SHORT TASK —
Copy the records below word for word, starting with the line that contains "Practice. Locate the player's raised" and ending with the line that contains "[(917, 313), (293, 501), (988, 181), (396, 653)]", both of those lines included.

>>>

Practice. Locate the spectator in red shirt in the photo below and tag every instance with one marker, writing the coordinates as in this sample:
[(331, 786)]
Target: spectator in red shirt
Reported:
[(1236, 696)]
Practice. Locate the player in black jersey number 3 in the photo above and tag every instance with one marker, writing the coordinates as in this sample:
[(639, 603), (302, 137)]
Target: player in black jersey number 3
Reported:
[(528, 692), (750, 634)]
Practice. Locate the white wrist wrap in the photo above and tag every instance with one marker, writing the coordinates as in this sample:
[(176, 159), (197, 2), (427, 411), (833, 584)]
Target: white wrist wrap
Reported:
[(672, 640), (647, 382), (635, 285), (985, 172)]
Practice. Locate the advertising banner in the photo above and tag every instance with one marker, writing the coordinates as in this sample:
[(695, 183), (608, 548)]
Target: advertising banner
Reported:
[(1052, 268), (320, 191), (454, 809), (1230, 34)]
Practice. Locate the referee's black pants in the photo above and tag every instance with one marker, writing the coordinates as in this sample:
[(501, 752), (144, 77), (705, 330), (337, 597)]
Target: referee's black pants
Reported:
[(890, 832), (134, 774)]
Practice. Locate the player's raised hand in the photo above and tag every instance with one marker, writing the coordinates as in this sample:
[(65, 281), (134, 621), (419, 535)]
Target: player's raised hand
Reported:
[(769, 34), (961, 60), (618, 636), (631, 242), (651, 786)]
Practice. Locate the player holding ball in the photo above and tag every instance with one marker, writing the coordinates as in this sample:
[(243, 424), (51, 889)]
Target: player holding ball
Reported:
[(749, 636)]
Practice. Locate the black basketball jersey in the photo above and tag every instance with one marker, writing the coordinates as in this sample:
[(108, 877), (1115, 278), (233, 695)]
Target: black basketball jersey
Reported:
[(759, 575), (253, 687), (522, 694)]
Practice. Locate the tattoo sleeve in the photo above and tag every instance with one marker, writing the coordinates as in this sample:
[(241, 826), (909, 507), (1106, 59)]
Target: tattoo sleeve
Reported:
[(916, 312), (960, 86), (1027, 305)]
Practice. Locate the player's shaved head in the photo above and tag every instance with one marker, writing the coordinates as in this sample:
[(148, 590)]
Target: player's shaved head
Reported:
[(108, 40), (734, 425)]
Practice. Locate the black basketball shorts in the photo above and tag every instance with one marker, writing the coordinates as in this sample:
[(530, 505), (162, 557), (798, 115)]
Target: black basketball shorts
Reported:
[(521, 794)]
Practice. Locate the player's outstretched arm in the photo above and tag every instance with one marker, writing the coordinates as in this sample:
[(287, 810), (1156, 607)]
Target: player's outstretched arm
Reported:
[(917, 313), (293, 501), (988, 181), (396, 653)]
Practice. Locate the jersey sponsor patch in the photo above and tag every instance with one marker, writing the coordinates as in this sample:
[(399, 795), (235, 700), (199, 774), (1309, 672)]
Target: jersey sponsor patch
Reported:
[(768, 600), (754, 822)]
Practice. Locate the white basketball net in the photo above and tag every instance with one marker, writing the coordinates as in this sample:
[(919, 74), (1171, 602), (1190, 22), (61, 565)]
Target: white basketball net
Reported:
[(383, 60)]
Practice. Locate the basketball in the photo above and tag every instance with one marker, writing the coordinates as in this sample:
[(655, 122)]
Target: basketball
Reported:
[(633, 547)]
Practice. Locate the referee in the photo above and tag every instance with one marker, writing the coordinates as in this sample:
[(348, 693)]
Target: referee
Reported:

<<<

EXERCISE RESULT —
Practice. Locate the player's raised hand in the photo above and tag every instance with one marker, writing the coordinates as in this sample:
[(65, 281), (134, 621), (419, 535)]
Target: player's raised hand
Reported:
[(769, 34), (961, 60), (618, 636), (631, 242), (651, 786)]
Practice. Locate the player holding ball in the photo above and tag every instance with one marker, writing the coordinates as in this sample:
[(243, 424), (51, 889)]
Target: player holding ball
Reported:
[(749, 636)]
Practice. Locate the black basketball jersey in the photo above and tag every instance with one marker, writing the coordinates as in this sample:
[(108, 877), (1115, 278), (233, 695)]
Target: black basketball jersey
Reported:
[(759, 575), (253, 687), (522, 694)]
Practice. Locate the tattoo sleeve in the photo above and tag every instance with one marker, writing the coordinates as in this sample:
[(241, 826), (909, 507), (1106, 59)]
Target: tattoo sleeve
Reported:
[(916, 312), (960, 86), (1027, 305)]
Practice. Locate the player's shaved head in the photo above and tag every instance with one marker, writing the coordinates as in this sample:
[(148, 590)]
Target: player's shaved head
Reported:
[(108, 40), (734, 425)]
Practice. Locate the black basketball shorts in the photo above and tag every instance with one marker, writing the coordinates as in this sample:
[(530, 505), (162, 557), (798, 115)]
Target: black basketball shorts
Reported:
[(521, 794)]
Practice. Locate the player's outstretched arm in the photo above and tag every instance with one marker, writing the coordinates as in this sample:
[(287, 810), (1156, 607)]
Target: player's outstretched arm
Reported:
[(917, 313), (293, 501), (988, 181), (396, 653)]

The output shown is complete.